Image outline annotation data:
========================================================================

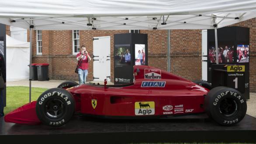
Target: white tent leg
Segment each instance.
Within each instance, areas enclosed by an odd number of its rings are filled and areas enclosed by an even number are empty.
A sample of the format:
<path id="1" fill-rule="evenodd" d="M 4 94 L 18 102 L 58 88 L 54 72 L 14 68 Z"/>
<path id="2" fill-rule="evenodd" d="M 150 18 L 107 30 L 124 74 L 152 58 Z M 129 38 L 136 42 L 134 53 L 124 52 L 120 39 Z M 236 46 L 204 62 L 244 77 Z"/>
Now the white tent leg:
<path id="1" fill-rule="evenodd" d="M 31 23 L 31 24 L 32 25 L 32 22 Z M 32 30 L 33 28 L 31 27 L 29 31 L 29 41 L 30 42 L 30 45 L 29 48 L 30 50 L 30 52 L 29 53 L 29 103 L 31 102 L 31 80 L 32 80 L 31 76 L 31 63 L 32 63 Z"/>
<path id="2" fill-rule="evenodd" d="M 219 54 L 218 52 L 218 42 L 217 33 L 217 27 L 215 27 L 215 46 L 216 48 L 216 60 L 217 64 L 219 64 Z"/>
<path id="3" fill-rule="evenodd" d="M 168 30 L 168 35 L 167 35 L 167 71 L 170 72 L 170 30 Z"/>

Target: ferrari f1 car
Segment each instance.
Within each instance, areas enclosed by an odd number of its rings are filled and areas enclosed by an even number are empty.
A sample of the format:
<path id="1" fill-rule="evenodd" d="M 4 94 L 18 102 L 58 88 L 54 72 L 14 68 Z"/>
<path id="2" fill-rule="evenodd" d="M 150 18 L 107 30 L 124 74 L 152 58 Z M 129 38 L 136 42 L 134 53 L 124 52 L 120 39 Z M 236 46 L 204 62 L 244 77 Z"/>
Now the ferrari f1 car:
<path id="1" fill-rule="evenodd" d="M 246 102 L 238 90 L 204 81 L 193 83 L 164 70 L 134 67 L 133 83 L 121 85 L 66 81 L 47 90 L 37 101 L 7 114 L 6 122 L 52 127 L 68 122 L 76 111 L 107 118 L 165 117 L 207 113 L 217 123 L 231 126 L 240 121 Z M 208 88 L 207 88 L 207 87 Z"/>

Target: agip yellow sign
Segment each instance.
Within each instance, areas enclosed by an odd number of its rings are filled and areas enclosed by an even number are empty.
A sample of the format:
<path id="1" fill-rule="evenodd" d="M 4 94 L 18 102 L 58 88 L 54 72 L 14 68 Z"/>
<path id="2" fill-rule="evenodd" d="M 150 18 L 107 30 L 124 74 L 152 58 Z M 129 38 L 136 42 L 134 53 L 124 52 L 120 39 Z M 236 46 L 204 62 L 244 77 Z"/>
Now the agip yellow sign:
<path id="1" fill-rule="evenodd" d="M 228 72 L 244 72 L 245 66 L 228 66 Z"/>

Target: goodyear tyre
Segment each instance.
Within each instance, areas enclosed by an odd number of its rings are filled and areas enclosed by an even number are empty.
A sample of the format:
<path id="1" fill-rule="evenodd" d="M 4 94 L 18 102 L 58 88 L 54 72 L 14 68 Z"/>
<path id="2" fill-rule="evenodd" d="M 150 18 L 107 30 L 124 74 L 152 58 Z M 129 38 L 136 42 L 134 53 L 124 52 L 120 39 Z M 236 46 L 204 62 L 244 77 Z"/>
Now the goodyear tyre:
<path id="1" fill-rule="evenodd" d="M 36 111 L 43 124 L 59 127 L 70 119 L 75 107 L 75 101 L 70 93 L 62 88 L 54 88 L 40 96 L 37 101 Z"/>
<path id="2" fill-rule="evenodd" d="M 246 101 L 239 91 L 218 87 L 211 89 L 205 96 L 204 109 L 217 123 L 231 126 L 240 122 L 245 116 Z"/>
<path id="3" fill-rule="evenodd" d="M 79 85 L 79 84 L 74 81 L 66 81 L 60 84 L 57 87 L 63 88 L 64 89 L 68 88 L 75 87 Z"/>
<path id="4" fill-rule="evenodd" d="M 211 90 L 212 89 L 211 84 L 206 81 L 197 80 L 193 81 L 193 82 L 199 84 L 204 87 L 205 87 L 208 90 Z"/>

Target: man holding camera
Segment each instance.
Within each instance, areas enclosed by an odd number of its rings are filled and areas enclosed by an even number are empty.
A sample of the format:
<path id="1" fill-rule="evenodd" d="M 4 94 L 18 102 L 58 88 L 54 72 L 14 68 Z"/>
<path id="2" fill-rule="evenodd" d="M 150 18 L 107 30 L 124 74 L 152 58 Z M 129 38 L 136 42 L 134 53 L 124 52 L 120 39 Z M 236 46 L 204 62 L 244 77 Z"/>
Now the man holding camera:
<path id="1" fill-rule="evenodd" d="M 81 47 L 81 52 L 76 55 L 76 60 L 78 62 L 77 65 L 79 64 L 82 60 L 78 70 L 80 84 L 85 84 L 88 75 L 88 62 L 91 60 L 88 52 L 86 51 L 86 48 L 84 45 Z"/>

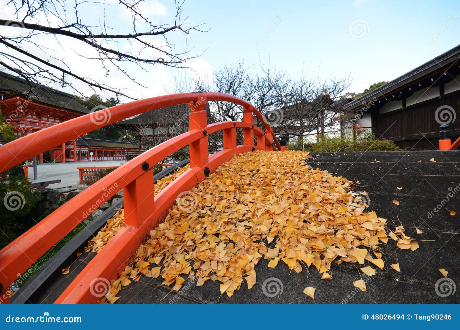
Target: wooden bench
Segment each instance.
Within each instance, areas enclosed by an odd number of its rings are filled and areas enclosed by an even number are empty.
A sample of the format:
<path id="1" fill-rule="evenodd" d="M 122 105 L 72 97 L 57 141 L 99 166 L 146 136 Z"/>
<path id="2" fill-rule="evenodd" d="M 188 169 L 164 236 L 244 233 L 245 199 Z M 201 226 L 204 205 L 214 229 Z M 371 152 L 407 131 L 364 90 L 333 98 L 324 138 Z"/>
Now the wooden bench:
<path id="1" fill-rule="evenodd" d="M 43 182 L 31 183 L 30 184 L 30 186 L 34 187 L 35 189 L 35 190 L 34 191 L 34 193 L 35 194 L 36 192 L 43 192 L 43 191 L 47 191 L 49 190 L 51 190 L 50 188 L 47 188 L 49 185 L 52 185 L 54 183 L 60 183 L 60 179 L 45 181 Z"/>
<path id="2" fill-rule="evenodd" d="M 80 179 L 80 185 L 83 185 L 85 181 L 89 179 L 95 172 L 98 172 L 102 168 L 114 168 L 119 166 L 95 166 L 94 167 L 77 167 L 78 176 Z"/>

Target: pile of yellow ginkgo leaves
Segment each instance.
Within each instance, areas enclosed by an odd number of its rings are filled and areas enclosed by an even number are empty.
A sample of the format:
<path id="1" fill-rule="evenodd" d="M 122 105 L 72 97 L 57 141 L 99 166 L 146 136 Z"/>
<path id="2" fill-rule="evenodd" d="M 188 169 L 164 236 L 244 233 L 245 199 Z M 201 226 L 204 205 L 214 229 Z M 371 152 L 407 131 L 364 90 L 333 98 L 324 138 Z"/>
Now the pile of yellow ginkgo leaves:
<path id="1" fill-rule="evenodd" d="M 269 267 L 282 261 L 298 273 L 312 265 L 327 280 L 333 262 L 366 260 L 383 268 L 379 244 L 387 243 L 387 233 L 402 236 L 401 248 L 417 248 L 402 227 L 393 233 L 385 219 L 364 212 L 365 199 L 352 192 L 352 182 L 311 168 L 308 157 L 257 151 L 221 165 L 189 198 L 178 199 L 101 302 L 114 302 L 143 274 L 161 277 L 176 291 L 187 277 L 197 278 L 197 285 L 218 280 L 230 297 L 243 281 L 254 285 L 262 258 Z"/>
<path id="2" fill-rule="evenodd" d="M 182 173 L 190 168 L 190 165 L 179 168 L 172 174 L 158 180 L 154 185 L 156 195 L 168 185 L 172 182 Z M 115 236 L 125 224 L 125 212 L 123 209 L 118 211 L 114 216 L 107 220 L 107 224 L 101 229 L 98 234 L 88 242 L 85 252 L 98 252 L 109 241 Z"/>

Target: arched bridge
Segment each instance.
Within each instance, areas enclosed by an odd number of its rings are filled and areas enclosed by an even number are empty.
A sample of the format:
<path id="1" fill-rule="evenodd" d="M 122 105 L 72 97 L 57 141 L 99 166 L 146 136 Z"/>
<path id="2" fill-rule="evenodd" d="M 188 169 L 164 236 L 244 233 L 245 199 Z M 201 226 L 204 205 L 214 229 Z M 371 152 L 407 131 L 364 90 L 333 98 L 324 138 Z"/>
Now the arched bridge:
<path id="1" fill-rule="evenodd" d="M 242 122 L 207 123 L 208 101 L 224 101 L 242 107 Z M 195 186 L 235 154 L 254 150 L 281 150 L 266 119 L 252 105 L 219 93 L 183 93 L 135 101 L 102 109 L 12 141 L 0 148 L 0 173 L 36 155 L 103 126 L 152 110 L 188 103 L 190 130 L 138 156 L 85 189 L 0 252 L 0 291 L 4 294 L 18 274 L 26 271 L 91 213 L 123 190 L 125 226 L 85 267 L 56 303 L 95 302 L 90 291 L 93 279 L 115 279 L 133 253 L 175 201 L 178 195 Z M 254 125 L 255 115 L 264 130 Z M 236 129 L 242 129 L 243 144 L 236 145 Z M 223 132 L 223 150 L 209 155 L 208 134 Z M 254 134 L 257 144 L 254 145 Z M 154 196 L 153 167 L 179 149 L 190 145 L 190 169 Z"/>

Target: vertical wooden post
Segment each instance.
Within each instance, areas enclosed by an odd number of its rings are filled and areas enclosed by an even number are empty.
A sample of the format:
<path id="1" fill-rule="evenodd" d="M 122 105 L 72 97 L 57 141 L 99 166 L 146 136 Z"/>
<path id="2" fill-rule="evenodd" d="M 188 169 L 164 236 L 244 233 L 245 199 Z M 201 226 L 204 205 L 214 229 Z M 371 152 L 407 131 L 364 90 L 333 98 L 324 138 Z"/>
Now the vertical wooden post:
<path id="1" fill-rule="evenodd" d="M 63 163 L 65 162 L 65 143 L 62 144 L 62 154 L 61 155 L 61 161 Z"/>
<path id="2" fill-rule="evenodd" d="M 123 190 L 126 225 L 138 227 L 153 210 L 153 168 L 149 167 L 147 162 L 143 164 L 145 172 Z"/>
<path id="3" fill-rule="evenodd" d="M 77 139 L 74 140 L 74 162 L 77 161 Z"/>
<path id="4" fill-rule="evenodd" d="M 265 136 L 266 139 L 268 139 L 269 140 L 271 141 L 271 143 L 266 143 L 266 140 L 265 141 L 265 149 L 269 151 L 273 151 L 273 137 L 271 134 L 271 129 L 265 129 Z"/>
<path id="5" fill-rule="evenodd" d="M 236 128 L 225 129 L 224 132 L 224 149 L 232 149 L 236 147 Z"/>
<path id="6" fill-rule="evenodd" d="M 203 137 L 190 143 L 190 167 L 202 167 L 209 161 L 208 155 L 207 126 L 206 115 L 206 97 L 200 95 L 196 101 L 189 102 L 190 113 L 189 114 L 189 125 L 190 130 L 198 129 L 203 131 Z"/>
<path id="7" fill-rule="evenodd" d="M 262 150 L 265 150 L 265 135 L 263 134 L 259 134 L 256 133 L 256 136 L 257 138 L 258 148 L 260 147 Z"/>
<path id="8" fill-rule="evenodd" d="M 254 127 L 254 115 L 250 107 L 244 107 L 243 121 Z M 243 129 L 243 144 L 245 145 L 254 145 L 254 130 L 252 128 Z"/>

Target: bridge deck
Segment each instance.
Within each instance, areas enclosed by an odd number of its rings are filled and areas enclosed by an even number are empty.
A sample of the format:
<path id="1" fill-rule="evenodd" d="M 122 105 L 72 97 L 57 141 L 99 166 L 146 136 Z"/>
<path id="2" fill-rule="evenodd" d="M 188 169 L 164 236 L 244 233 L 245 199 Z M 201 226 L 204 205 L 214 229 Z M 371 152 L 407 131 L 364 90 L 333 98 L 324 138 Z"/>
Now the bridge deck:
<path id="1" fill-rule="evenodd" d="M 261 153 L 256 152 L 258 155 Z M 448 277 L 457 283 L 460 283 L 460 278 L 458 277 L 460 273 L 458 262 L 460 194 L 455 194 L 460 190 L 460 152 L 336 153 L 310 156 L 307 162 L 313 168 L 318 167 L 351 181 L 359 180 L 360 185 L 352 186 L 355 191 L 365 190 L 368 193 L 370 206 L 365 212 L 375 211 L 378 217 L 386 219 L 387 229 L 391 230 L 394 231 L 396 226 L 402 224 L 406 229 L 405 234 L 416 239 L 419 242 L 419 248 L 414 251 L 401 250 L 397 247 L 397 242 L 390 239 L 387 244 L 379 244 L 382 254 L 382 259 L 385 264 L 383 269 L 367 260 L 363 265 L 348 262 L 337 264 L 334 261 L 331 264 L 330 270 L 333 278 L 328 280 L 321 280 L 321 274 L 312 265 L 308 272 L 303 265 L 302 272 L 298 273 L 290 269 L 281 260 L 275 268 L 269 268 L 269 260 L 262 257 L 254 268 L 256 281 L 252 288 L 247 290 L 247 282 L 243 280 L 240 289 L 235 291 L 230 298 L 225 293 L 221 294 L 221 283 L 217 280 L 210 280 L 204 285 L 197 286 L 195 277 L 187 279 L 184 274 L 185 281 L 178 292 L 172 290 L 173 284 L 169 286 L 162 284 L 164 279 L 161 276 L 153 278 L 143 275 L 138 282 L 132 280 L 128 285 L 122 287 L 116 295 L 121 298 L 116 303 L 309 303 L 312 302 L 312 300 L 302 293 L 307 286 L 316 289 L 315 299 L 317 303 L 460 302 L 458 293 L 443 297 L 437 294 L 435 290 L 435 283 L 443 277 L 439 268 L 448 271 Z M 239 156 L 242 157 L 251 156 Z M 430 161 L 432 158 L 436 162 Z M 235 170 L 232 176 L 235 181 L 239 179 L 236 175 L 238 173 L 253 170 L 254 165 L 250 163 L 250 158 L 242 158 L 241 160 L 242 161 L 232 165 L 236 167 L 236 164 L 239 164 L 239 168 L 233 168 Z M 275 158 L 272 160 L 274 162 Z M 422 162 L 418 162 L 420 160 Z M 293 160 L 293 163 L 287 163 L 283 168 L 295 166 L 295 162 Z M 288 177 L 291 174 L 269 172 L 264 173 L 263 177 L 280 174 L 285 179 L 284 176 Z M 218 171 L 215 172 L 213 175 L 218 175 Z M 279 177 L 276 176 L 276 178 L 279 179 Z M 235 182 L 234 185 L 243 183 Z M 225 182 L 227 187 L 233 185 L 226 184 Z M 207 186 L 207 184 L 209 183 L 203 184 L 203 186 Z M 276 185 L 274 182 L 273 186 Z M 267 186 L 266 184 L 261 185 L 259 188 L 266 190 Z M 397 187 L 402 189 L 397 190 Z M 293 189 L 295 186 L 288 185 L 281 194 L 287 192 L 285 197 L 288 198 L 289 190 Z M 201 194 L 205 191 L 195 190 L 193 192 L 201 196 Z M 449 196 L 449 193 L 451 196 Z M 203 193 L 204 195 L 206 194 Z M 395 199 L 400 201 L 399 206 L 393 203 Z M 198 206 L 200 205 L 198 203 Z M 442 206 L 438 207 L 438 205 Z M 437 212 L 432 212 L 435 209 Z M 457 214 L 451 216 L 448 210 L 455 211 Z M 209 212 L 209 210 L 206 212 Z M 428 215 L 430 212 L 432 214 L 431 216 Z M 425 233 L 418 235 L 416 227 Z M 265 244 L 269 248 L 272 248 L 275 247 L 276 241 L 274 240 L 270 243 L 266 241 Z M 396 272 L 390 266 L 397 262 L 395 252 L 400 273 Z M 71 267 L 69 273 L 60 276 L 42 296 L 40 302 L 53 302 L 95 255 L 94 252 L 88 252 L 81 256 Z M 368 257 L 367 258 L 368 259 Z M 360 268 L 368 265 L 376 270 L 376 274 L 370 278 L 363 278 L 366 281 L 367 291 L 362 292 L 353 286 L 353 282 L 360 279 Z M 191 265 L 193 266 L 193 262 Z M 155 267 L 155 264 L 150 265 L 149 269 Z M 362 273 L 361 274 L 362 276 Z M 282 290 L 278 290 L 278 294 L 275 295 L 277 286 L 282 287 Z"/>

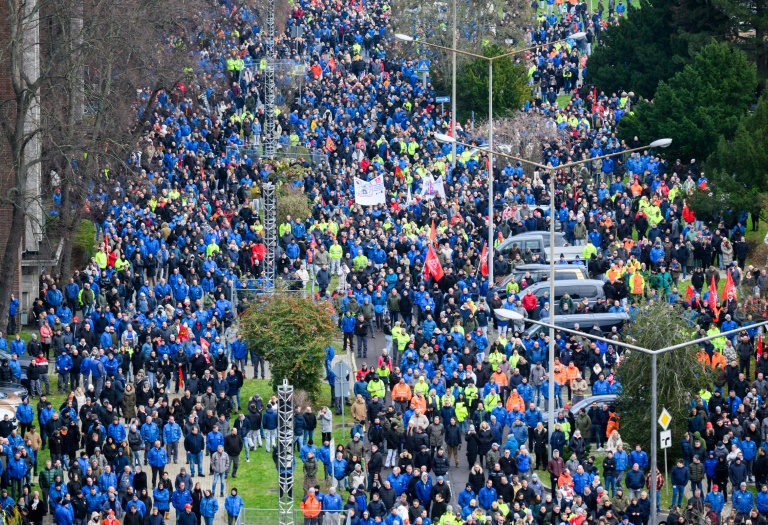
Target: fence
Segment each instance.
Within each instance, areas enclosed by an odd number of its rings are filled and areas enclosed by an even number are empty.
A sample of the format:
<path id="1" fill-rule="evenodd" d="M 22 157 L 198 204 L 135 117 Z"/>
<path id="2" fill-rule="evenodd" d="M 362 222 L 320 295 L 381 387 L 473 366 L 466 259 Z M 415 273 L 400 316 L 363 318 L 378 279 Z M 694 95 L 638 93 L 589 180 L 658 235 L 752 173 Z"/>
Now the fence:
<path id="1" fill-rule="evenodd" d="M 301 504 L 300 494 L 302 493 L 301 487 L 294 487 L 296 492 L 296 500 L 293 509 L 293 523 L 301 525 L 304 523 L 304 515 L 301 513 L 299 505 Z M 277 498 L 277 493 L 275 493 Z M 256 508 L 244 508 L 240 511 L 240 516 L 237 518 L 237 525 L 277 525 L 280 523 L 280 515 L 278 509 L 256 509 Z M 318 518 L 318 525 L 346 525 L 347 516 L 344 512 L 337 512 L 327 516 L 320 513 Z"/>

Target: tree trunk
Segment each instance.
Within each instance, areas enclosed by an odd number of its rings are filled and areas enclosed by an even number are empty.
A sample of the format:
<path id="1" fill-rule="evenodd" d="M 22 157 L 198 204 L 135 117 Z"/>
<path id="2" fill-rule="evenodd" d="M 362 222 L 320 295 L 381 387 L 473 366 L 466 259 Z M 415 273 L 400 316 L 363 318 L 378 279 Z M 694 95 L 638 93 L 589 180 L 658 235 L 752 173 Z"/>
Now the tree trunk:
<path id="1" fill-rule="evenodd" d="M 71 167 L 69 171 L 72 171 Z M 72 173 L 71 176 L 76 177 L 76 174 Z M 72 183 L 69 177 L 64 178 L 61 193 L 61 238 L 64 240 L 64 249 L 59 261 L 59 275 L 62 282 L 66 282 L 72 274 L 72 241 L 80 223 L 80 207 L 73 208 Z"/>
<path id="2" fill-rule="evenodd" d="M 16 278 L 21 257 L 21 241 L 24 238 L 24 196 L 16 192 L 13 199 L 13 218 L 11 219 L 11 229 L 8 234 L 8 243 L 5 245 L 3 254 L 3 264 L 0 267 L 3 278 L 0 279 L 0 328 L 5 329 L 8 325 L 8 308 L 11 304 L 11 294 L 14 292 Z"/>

========================================================================

• [What to produce]
Rewrite everything from the line containing "Target: wooden bench" down to the line containing "80 179 L 80", replacing "wooden bench" with "garden bench" and leaving all else untouched.

• [Task result]
Target: garden bench
Segment each instance.
Within each instance, areas enclosed by an odd number of its rings are filled and areas enclosed by an even number are empty.
A sample of the format:
<path id="1" fill-rule="evenodd" d="M 122 105 L 72 97 L 57 141 L 99 166 L 146 136 Z"/>
<path id="2" fill-rule="evenodd" d="M 188 169 L 164 236 L 244 233 L 245 199 Z M 201 226 L 204 205 L 214 229 Z M 371 152 L 407 131 L 364 90 L 333 98 L 324 138 Z"/>
Now the garden bench:
<path id="1" fill-rule="evenodd" d="M 43 182 L 31 183 L 30 184 L 30 186 L 34 187 L 35 189 L 35 190 L 34 191 L 34 193 L 35 194 L 36 192 L 43 192 L 43 191 L 47 191 L 49 190 L 51 190 L 50 188 L 47 188 L 49 185 L 52 185 L 54 183 L 60 183 L 60 179 L 45 181 Z"/>
<path id="2" fill-rule="evenodd" d="M 80 179 L 80 185 L 83 185 L 85 181 L 89 179 L 95 172 L 98 172 L 102 168 L 114 168 L 119 166 L 95 166 L 94 167 L 77 167 L 78 176 Z"/>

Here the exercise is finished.